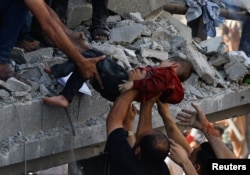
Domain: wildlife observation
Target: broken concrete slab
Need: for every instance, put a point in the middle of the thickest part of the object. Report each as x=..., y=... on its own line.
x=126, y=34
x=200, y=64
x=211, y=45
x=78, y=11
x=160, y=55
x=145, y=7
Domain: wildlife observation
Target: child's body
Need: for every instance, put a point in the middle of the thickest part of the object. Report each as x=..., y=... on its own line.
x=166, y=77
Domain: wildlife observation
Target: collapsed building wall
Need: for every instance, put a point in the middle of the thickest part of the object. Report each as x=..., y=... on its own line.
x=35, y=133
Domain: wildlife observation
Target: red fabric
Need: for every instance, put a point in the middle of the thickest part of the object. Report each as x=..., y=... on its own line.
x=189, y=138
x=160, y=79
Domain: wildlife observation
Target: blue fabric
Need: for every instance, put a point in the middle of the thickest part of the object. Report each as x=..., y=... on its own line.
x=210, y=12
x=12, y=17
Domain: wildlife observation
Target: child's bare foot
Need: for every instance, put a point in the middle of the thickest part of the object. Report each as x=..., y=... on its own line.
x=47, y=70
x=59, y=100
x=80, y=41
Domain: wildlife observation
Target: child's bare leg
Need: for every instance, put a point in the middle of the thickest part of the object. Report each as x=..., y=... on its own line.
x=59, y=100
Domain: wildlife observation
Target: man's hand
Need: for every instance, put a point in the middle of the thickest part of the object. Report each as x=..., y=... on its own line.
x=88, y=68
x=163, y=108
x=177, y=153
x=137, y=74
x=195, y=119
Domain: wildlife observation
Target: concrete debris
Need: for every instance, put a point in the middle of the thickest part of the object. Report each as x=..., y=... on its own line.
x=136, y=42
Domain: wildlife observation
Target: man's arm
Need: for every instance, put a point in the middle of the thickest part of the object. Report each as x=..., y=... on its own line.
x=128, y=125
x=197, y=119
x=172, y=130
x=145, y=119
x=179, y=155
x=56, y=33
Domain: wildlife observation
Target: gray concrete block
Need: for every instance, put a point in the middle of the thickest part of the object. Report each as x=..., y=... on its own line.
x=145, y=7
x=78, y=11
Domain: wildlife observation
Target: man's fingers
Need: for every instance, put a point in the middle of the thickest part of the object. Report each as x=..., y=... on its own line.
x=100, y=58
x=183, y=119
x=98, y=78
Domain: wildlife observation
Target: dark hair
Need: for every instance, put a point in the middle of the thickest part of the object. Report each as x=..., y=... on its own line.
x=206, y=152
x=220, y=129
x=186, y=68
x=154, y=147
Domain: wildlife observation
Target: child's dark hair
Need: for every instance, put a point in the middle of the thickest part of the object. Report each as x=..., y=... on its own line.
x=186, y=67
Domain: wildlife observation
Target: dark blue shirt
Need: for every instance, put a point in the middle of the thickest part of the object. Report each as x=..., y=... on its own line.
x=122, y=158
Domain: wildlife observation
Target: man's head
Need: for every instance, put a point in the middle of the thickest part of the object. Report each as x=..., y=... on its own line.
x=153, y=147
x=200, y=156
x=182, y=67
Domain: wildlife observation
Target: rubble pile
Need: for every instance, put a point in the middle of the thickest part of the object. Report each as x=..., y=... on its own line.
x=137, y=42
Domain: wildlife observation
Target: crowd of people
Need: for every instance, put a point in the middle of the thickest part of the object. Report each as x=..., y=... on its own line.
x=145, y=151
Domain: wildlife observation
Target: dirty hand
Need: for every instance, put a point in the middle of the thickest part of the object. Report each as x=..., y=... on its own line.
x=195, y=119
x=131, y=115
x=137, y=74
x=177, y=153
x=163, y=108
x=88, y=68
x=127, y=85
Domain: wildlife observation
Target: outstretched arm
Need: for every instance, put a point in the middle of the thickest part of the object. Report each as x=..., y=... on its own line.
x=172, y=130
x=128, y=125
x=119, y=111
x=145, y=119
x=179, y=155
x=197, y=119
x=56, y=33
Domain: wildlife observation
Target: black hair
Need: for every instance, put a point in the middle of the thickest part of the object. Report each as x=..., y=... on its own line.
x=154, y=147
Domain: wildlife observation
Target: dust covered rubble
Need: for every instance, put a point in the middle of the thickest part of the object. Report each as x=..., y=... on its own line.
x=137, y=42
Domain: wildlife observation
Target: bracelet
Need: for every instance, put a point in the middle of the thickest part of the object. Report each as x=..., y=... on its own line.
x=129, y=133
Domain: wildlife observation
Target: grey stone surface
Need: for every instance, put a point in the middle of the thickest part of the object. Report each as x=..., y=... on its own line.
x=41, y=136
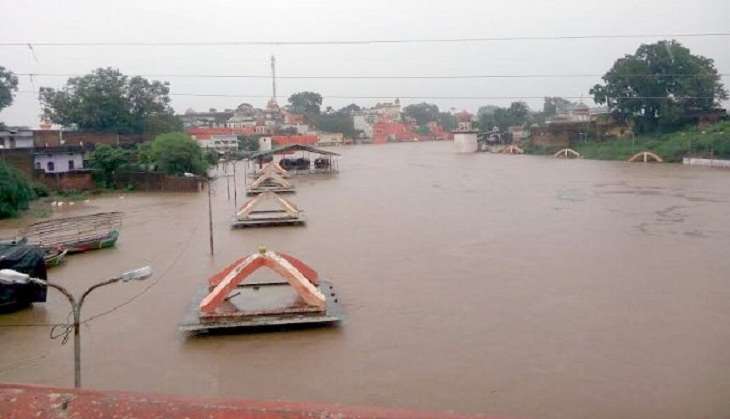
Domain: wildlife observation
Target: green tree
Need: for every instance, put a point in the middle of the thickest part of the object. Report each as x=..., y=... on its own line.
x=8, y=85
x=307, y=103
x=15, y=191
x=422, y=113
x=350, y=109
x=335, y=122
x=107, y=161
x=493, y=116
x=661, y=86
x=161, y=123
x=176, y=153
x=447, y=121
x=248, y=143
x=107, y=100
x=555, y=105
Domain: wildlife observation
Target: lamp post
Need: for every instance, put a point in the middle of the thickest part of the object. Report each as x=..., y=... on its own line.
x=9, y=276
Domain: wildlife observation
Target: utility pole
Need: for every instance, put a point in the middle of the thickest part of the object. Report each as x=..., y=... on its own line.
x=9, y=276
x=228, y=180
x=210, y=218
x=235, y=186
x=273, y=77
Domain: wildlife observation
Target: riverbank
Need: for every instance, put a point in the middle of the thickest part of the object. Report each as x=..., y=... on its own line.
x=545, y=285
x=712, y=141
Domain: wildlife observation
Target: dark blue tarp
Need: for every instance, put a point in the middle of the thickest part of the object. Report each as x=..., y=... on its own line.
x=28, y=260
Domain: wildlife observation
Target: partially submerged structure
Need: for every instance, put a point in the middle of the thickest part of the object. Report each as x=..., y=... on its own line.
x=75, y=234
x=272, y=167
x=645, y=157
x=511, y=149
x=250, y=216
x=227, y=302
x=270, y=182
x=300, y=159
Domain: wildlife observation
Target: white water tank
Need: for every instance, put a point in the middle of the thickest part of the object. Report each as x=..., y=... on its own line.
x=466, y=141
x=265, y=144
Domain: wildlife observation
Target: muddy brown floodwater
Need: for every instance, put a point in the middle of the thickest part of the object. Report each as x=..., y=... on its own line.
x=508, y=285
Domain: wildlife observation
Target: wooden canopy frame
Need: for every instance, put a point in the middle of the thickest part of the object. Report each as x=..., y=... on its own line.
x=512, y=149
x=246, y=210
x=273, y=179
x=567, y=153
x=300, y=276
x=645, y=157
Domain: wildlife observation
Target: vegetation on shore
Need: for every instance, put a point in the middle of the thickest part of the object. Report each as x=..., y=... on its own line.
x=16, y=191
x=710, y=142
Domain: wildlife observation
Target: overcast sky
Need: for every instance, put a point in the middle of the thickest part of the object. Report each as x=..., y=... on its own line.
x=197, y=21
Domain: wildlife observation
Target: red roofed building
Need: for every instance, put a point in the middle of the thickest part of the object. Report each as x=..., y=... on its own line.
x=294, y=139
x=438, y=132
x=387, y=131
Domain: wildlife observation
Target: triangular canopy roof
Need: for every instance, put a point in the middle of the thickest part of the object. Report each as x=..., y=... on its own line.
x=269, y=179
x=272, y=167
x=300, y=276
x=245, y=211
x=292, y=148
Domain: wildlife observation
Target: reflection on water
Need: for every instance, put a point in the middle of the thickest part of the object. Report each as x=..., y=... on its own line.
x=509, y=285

########

▶ EXERCISE AIM
Render every line of the records above as a JSON list of strings, one string per line, skipping blank lines. Leave the pictures out of the answer.

▶ TASK RESPONSE
[
  "Domain: wildlife observation",
  "Target: broken concrete slab",
  "Need: for every instance, put a point in the middle of the thickest part of the object. Report each as x=..., y=... on its own line.",
  "x=126, y=34",
  "x=200, y=64",
  "x=211, y=45",
  "x=78, y=11",
  "x=160, y=55",
  "x=145, y=7",
  "Domain: wildlife observation",
  "Target: child's body",
  "Need: for every instance, put a point in the middle of the thickest part of the object. Report each as x=..., y=... on its own line.",
  "x=166, y=77",
  "Domain: wildlife observation",
  "Target: collapsed building wall",
  "Need: for every instance, put a point in the middle of the thickest part of the object. Report each as x=..., y=... on its own line.",
  "x=35, y=133",
  "Domain: wildlife observation",
  "Target: red fabric",
  "Need: for every instance, put a point in the middle of the thickest part of the object. Report each as x=..., y=... on its own line.",
  "x=189, y=138",
  "x=160, y=79",
  "Domain: wildlife observation",
  "Target: blue fabric",
  "Need: for every instance, put a point in the middle of the thickest part of the object. Report each as x=..., y=... on its own line.",
  "x=210, y=12",
  "x=12, y=17",
  "Domain: wildlife observation",
  "Target: child's bare foot",
  "Need: for every instance, put a point in the middle of the thickest part of the object. Report each as x=..., y=... on its own line.",
  "x=47, y=70",
  "x=59, y=100",
  "x=80, y=41",
  "Domain: wildlife observation",
  "Target: child's bare leg",
  "Need: for every instance, put a point in the middle of the thickest part of the object. Report each as x=..., y=... on its own line.",
  "x=59, y=100",
  "Domain: wildlife observation",
  "Target: man's hand",
  "Need: for every instance, put a point in the middle of the thickest part of the object. Report each as x=..., y=... on its own line.",
  "x=88, y=68",
  "x=163, y=108",
  "x=177, y=153",
  "x=137, y=74",
  "x=195, y=119",
  "Domain: wildlife observation",
  "Target: concrete debris",
  "Need: for every instance, put a point in the middle of the thickest part of the object. Report each as x=..., y=... on its own line.",
  "x=136, y=42",
  "Domain: wildlife observation",
  "Target: man's arm",
  "Need: for every instance, put a point in the middle of the thickest part of the object. Report each as x=..., y=... on its own line.",
  "x=128, y=125",
  "x=197, y=119",
  "x=172, y=130",
  "x=145, y=119",
  "x=179, y=155",
  "x=56, y=33",
  "Domain: wildlife observation",
  "Target: gray concrete block",
  "Need: for every instance, put a point in the middle of the thickest part of the object. Report each as x=..., y=... on its own line.",
  "x=145, y=7",
  "x=78, y=11",
  "Domain: wildlife observation",
  "Target: man's fingers",
  "Need: for every instance, put a point in the middle of the thickest part of the object. Report each as x=..., y=... on its own line.",
  "x=100, y=58",
  "x=183, y=119",
  "x=98, y=78",
  "Domain: wildlife observation",
  "Target: dark hair",
  "Need: for every instance, put a point in the middle of the thickest part of the object. Report each as x=..., y=... on its own line.",
  "x=206, y=152",
  "x=220, y=129",
  "x=186, y=68",
  "x=154, y=147",
  "Domain: wildlife observation",
  "Target: child's dark hair",
  "Need: for every instance, put a point in the middle of the thickest part of the object. Report each as x=..., y=... on its own line.",
  "x=186, y=67",
  "Domain: wildlife observation",
  "Target: dark blue shirt",
  "Need: for every instance, put a point in the middle of the thickest part of the object. Report each as x=..., y=... on its own line.",
  "x=122, y=158",
  "Domain: wildlife observation",
  "Target: man's head",
  "Need: for every instance, put a point in the middle of the thickest part of the object. Report each as x=..., y=... on its own line.",
  "x=153, y=147",
  "x=200, y=156",
  "x=182, y=67",
  "Domain: wildlife observation",
  "Target: rubble pile",
  "Need: for every instance, put a point in the middle of the thickest part of the object. Report each as x=..., y=... on its own line.",
  "x=137, y=42",
  "Domain: wildlife observation",
  "Target: crowd of people",
  "Need: for every instance, put a point in the middle of the thickest part of the object. Report each as x=..., y=... on its own line.",
  "x=145, y=151",
  "Domain: wildlife observation",
  "Target: dirty hand",
  "Need: for every instance, put a point in the middle of the thickest part of the object. Report each as x=..., y=... on its own line.",
  "x=195, y=119",
  "x=131, y=115",
  "x=137, y=74",
  "x=177, y=153",
  "x=163, y=108",
  "x=88, y=68",
  "x=127, y=85",
  "Domain: wildlife observation",
  "Target: outstretched arm",
  "Need: for every instance, put a point in the middle of the thickest part of the object. Report each as x=..., y=... on its own line.",
  "x=172, y=130",
  "x=128, y=125",
  "x=119, y=111",
  "x=145, y=119",
  "x=179, y=155",
  "x=197, y=119",
  "x=56, y=33",
  "Domain: wildlife observation",
  "Target: black hair",
  "Need: for every instance, put a point in the middle of the thickest part of the object. Report each as x=..., y=... on its own line.",
  "x=154, y=147",
  "Domain: wildlife observation",
  "Target: dust covered rubble",
  "Need: for every instance, put a point in the middle of the thickest part of the object. Report each as x=..., y=... on its own line.",
  "x=137, y=42",
  "Domain: wildlife observation",
  "Target: bracelet",
  "Need: for every instance, put a point in the middle of the thickest part of the object. Report each as x=..., y=... on its own line.",
  "x=129, y=133",
  "Domain: wildlife observation",
  "Target: grey stone surface",
  "Need: for every instance, put a point in the middle of the thickest part of the object. Report each as x=..., y=... on its own line.",
  "x=41, y=136",
  "Domain: wildlife observation",
  "Target: green tree",
  "Need: for every instance, put a point in the middle of the thickest part of the object. Report each as x=..., y=... on its own line.",
  "x=8, y=85",
  "x=307, y=103",
  "x=15, y=191",
  "x=422, y=113",
  "x=350, y=109",
  "x=335, y=122",
  "x=107, y=161",
  "x=493, y=116",
  "x=661, y=86",
  "x=161, y=123",
  "x=176, y=153",
  "x=447, y=121",
  "x=248, y=143",
  "x=107, y=100",
  "x=555, y=105",
  "Domain: wildlife observation",
  "Target: lamp post",
  "Need: for every instance, put a point in the middle of the thickest part of the object. Report each as x=..., y=... on its own line.",
  "x=9, y=276",
  "Domain: wildlife observation",
  "Target: utility pole",
  "Need: for every instance, put a point in the middle of the thickest part of the object. Report each as x=..., y=... on its own line.",
  "x=9, y=276",
  "x=228, y=180",
  "x=210, y=218",
  "x=235, y=186",
  "x=273, y=77",
  "Domain: wildlife observation",
  "Target: riverbank",
  "Need: for every instance, put a point in the middle of the thickest part of the object. Report each as x=..., y=... on its own line.",
  "x=545, y=285",
  "x=712, y=141",
  "Domain: wildlife observation",
  "Target: dark blue tarp",
  "Need: for every instance, put a point in the middle of the thickest part of the object. Report each as x=..., y=... on its own line.",
  "x=28, y=260",
  "Domain: wildlife observation",
  "Target: partially submerged structure",
  "Need: for every instance, put a point in the middle of the thickest part of the object. Report each as x=..., y=... on its own line.",
  "x=75, y=234",
  "x=272, y=167",
  "x=645, y=157",
  "x=511, y=149",
  "x=250, y=216",
  "x=227, y=302",
  "x=270, y=182",
  "x=300, y=159",
  "Domain: wildlife observation",
  "Target: white water tank",
  "Need: for every instance, put a point in the middle of the thickest part of the object. Report each as x=..., y=... on its own line.",
  "x=466, y=141",
  "x=265, y=144",
  "Domain: wildlife observation",
  "Target: muddy brown floodwater",
  "Need: for every instance, put a point in the middle of the thickest part of the object. Report each as x=..., y=... on its own line.",
  "x=508, y=285",
  "Domain: wildlife observation",
  "Target: wooden canopy frame",
  "Need: for every instance, put a point in the middle of the thickest part of the object. Report each as x=..., y=... on its own line.",
  "x=512, y=149",
  "x=246, y=210",
  "x=273, y=179",
  "x=567, y=153",
  "x=300, y=276",
  "x=645, y=157",
  "Domain: wildlife observation",
  "Target: vegetation on shore",
  "Need: for every instance, put a point in the middle of the thickest part of the object. Report each as x=..., y=... on its own line.",
  "x=16, y=191",
  "x=710, y=142",
  "Domain: wildlife observation",
  "Target: overcast sky",
  "Need: for every instance, put a point in the middle of the thickest part of the object. Report each as x=..., y=... on its own line.",
  "x=197, y=21",
  "Domain: wildlife observation",
  "Target: red roofed building",
  "Need: for every instance, put a point in the middle of the thickest part of the object. Report each as x=..., y=... on its own line.",
  "x=294, y=139",
  "x=438, y=132",
  "x=387, y=131",
  "Domain: wildlife observation",
  "Target: triangular canopy roof",
  "Need: for every instance, put a point in the middle of the thickest part of the object. Report each as x=..., y=... on its own line.",
  "x=269, y=179",
  "x=272, y=167",
  "x=300, y=276",
  "x=245, y=211",
  "x=292, y=148",
  "Domain: wildlife observation",
  "Target: reflection on water",
  "Need: for every instance, put a point in the middle of the thickest part of the object. Report each as x=..., y=... on its own line.",
  "x=509, y=285"
]